[Start of Dataset records]

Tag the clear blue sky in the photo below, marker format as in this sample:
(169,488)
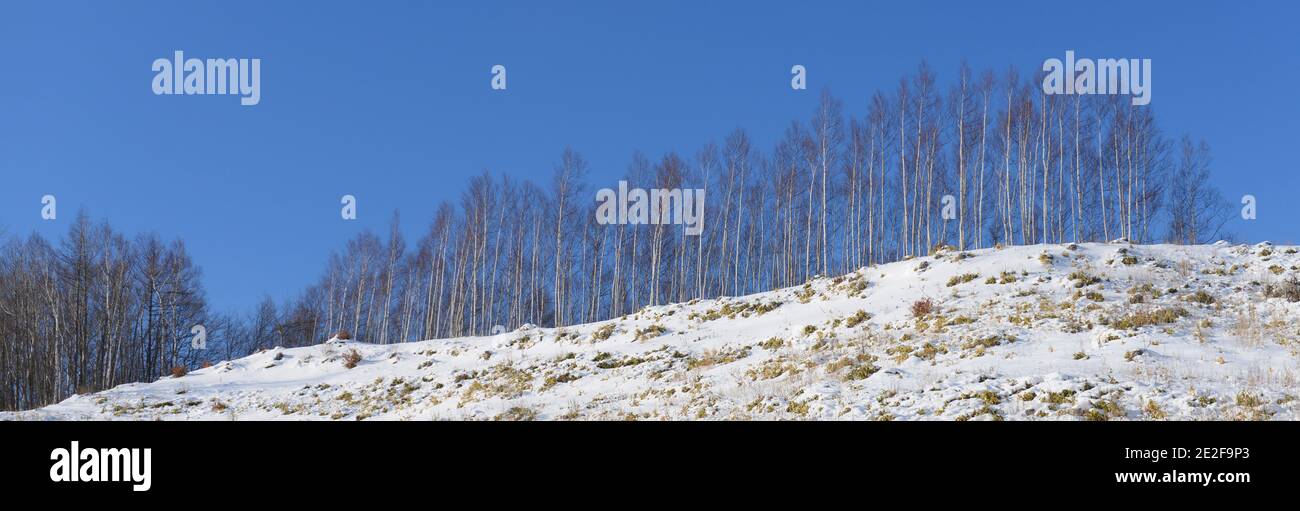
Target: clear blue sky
(390,102)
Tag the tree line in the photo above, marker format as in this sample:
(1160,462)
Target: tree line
(837,191)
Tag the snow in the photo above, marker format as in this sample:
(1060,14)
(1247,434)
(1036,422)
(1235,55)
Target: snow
(1040,342)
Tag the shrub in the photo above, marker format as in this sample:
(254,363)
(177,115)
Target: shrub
(857,319)
(1149,317)
(603,332)
(351,358)
(1288,289)
(518,414)
(1082,278)
(962,278)
(922,307)
(1200,297)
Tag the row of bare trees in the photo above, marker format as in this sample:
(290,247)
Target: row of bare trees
(96,310)
(835,193)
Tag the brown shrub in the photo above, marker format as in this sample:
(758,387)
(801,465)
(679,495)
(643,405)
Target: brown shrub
(351,358)
(922,307)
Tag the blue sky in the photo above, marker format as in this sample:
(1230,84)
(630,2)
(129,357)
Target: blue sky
(390,102)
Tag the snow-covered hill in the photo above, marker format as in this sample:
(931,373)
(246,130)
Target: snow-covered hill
(1101,332)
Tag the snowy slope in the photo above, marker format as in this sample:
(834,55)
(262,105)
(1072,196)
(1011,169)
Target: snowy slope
(1043,332)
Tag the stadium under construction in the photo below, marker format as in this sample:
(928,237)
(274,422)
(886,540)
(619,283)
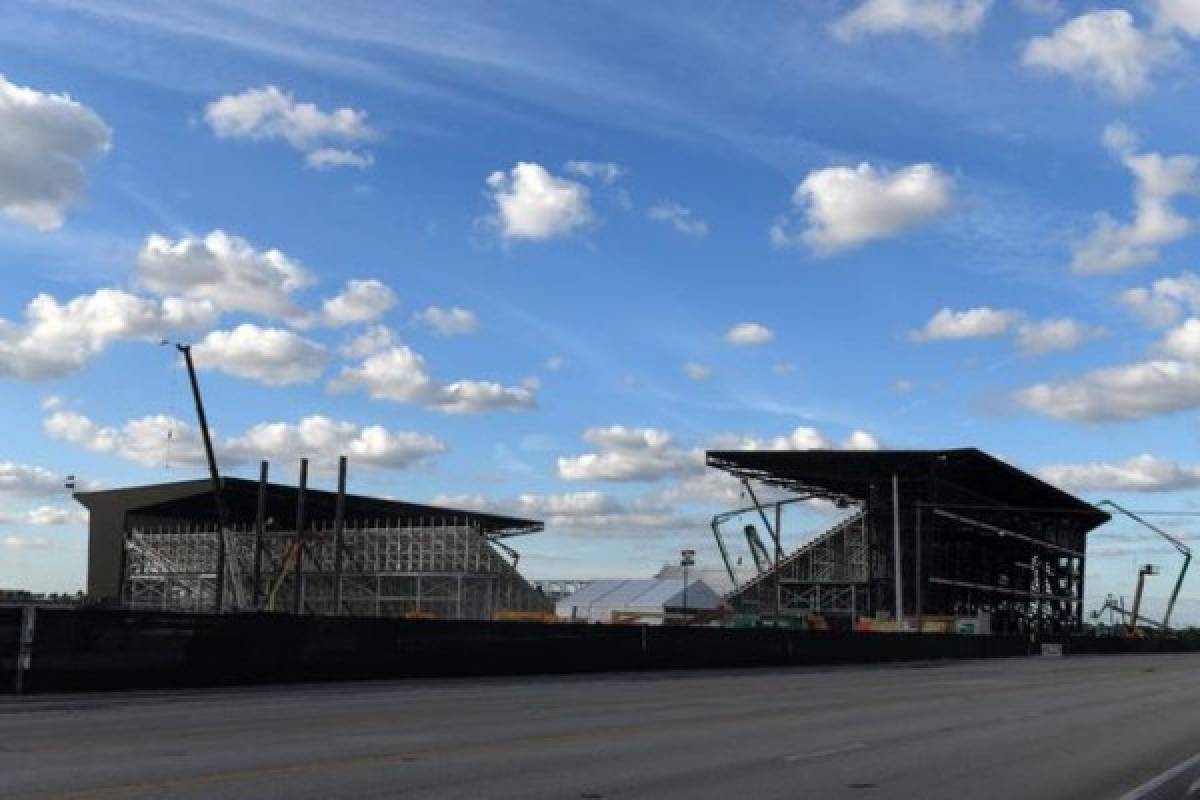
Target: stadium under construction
(945,536)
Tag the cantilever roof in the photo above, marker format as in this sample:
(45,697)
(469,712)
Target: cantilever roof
(849,473)
(192,500)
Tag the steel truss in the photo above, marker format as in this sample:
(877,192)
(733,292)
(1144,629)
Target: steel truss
(826,576)
(442,570)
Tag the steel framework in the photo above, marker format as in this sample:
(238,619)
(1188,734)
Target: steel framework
(445,570)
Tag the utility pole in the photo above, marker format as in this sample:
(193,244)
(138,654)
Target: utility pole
(214,475)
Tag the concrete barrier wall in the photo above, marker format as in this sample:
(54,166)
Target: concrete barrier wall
(96,649)
(113,649)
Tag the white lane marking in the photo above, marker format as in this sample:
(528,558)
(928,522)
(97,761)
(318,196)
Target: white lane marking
(821,753)
(1150,787)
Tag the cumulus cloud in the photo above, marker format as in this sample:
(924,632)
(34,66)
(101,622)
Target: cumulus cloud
(1144,473)
(1054,335)
(269,355)
(1129,391)
(531,203)
(575,511)
(1165,300)
(973,323)
(682,218)
(60,338)
(1104,48)
(601,170)
(28,481)
(630,453)
(1114,246)
(43,517)
(270,114)
(839,208)
(928,18)
(161,439)
(46,144)
(360,301)
(225,270)
(749,334)
(448,322)
(397,373)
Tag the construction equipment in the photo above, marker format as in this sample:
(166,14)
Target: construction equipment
(214,475)
(1175,542)
(1147,570)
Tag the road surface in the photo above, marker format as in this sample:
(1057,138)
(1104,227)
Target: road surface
(1086,727)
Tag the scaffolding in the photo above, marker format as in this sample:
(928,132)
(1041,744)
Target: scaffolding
(432,569)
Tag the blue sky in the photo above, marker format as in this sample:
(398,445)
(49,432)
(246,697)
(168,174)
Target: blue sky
(591,240)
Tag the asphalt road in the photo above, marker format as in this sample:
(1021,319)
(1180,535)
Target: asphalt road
(1083,727)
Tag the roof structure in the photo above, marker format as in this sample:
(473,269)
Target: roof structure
(847,474)
(192,500)
(652,594)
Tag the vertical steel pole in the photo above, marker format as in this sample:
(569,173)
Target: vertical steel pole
(339,530)
(779,560)
(259,529)
(918,577)
(895,542)
(214,475)
(298,571)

[End of Dataset records]

**Exercise goal:**
Present every line of the items above as a Markdown table with the columns Row and Line, where Row holds a running number and Line holds the line itself. Skip blank lines, and leave the pictures out of your answer.

**Task response:**
| Row | Line |
|---|---|
| 1 | Tag the clear blue sky in the photo below, marker format as in this sample: |
| 2 | (169,488) |
| 3 | Target: clear blue sky |
| 4 | (390,102) |
| 5 | Tag the tree line in the photo above, marker format as in this sample: |
| 6 | (1160,462) |
| 7 | Target: tree line |
| 8 | (837,191) |
| 9 | Tag the snow in the photo above, marker format as in this sample: |
| 10 | (1060,14) |
| 11 | (1247,434) |
| 12 | (1036,422) |
| 13 | (1235,55) |
| 14 | Target: snow |
| 15 | (1040,342) |
| 16 | Tag the shrub in the photo above, marker format as in this sample: |
| 17 | (254,363) |
| 18 | (177,115) |
| 19 | Target: shrub |
| 20 | (857,319) |
| 21 | (1149,317) |
| 22 | (603,332) |
| 23 | (351,358) |
| 24 | (1288,289) |
| 25 | (518,414) |
| 26 | (1082,278) |
| 27 | (962,278) |
| 28 | (922,307) |
| 29 | (1200,297) |
| 30 | Tag the row of bare trees in the photo above, marker format as in this sample: |
| 31 | (290,247) |
| 32 | Target: row of bare trees |
| 33 | (96,310) |
| 34 | (835,193) |
| 35 | Tag the brown shrub in the photo above, marker format as in this sample: |
| 36 | (758,387) |
| 37 | (801,465) |
| 38 | (679,495) |
| 39 | (643,405) |
| 40 | Target: brown shrub |
| 41 | (351,358) |
| 42 | (922,307) |
| 43 | Tag the blue sky in the photo above, marker format as in this sample: |
| 44 | (1230,84) |
| 45 | (630,2) |
| 46 | (129,357) |
| 47 | Target: blue sky |
| 48 | (390,102) |
| 49 | Tag the snow-covered hill in the photo above, marker format as in this sample: |
| 50 | (931,373) |
| 51 | (246,130) |
| 52 | Target: snow-covered hill |
| 53 | (1101,332) |
| 54 | Tag the snowy slope in the photo above, marker format as in this sample: |
| 55 | (834,55) |
| 56 | (262,105) |
| 57 | (1072,196) |
| 58 | (1011,169) |
| 59 | Target: snowy slope |
| 60 | (1043,332) |
| 61 | Tag the stadium under construction in the photo below, marker format as in this sample: |
| 62 | (928,237) |
| 63 | (274,422) |
| 64 | (886,540) |
| 65 | (619,283) |
| 66 | Target: stadium under construction |
| 67 | (945,536) |
| 68 | Tag the cantilever roof in the photo above, marker format as in this sample: |
| 69 | (45,697) |
| 70 | (469,712) |
| 71 | Target: cantilever roof |
| 72 | (849,473) |
| 73 | (192,500) |
| 74 | Tag the steel truss in the photo above, marker format as in this sample: |
| 75 | (877,192) |
| 76 | (733,292) |
| 77 | (1144,629) |
| 78 | Target: steel truss |
| 79 | (826,576) |
| 80 | (442,570) |
| 81 | Tag the steel framework in the photo above, marker format as in this sample: |
| 82 | (238,619) |
| 83 | (1188,734) |
| 84 | Target: steel framework |
| 85 | (445,570) |
| 86 | Tag the utility pole in the photo above, marker format as in this sample: |
| 87 | (193,244) |
| 88 | (138,654) |
| 89 | Target: utility pole |
| 90 | (214,475) |
| 91 | Tag the concrete barrier wall in the photo above, marker format as in this sample: |
| 92 | (54,166) |
| 93 | Target: concrete barrier wall |
| 94 | (96,649) |
| 95 | (113,649) |
| 96 | Tag the white lane marking in the photo above, marker format as in this sample: |
| 97 | (528,558) |
| 98 | (928,522) |
| 99 | (97,761) |
| 100 | (318,196) |
| 101 | Target: white lane marking |
| 102 | (821,753) |
| 103 | (1150,787) |
| 104 | Tag the cumulus cloud in the photo above, marker format as in this sample: |
| 105 | (924,632) |
| 106 | (34,66) |
| 107 | (101,622) |
| 108 | Target: cumulus cloud |
| 109 | (1144,473) |
| 110 | (1054,335) |
| 111 | (269,355) |
| 112 | (1129,391) |
| 113 | (531,203) |
| 114 | (575,511) |
| 115 | (1165,300) |
| 116 | (973,323) |
| 117 | (682,218) |
| 118 | (60,338) |
| 119 | (1104,48) |
| 120 | (601,170) |
| 121 | (28,481) |
| 122 | (630,453) |
| 123 | (1114,246) |
| 124 | (43,517) |
| 125 | (270,114) |
| 126 | (839,208) |
| 127 | (928,18) |
| 128 | (161,439) |
| 129 | (46,144) |
| 130 | (360,301) |
| 131 | (225,270) |
| 132 | (749,334) |
| 133 | (448,322) |
| 134 | (397,373) |
| 135 | Tag the construction equipment in the photo above, marker format as in this sample: |
| 136 | (166,14) |
| 137 | Target: construction equipment |
| 138 | (214,475) |
| 139 | (1175,542) |
| 140 | (1147,570) |
| 141 | Tag the road surface in the photo above, marker format as in this sample: |
| 142 | (1057,138) |
| 143 | (1104,227) |
| 144 | Target: road surface |
| 145 | (1086,727) |
| 146 | Tag the scaffolding in the photo above, marker format as in this sample: |
| 147 | (928,132) |
| 148 | (1041,744) |
| 149 | Target: scaffolding |
| 150 | (432,569) |
| 151 | Tag the blue sky in the photo above, marker format as in this sample: |
| 152 | (398,445) |
| 153 | (49,432) |
| 154 | (246,697) |
| 155 | (168,174) |
| 156 | Target: blue sky |
| 157 | (591,240) |
| 158 | Tag the asphalt road in the photo above, marker format as in this sample: |
| 159 | (1021,319) |
| 160 | (1180,535) |
| 161 | Target: asphalt road |
| 162 | (1083,727) |
| 163 | Tag the roof structure in the photo above, marker format as in this sample: |
| 164 | (473,269) |
| 165 | Target: roof structure |
| 166 | (847,474) |
| 167 | (192,500) |
| 168 | (652,594) |
| 169 | Tag the vertical steel pole in the photo above, marker format as in this sample: |
| 170 | (569,173) |
| 171 | Target: vertical steel pole |
| 172 | (339,530) |
| 173 | (779,560) |
| 174 | (259,529) |
| 175 | (918,577) |
| 176 | (895,542) |
| 177 | (214,475) |
| 178 | (298,571) |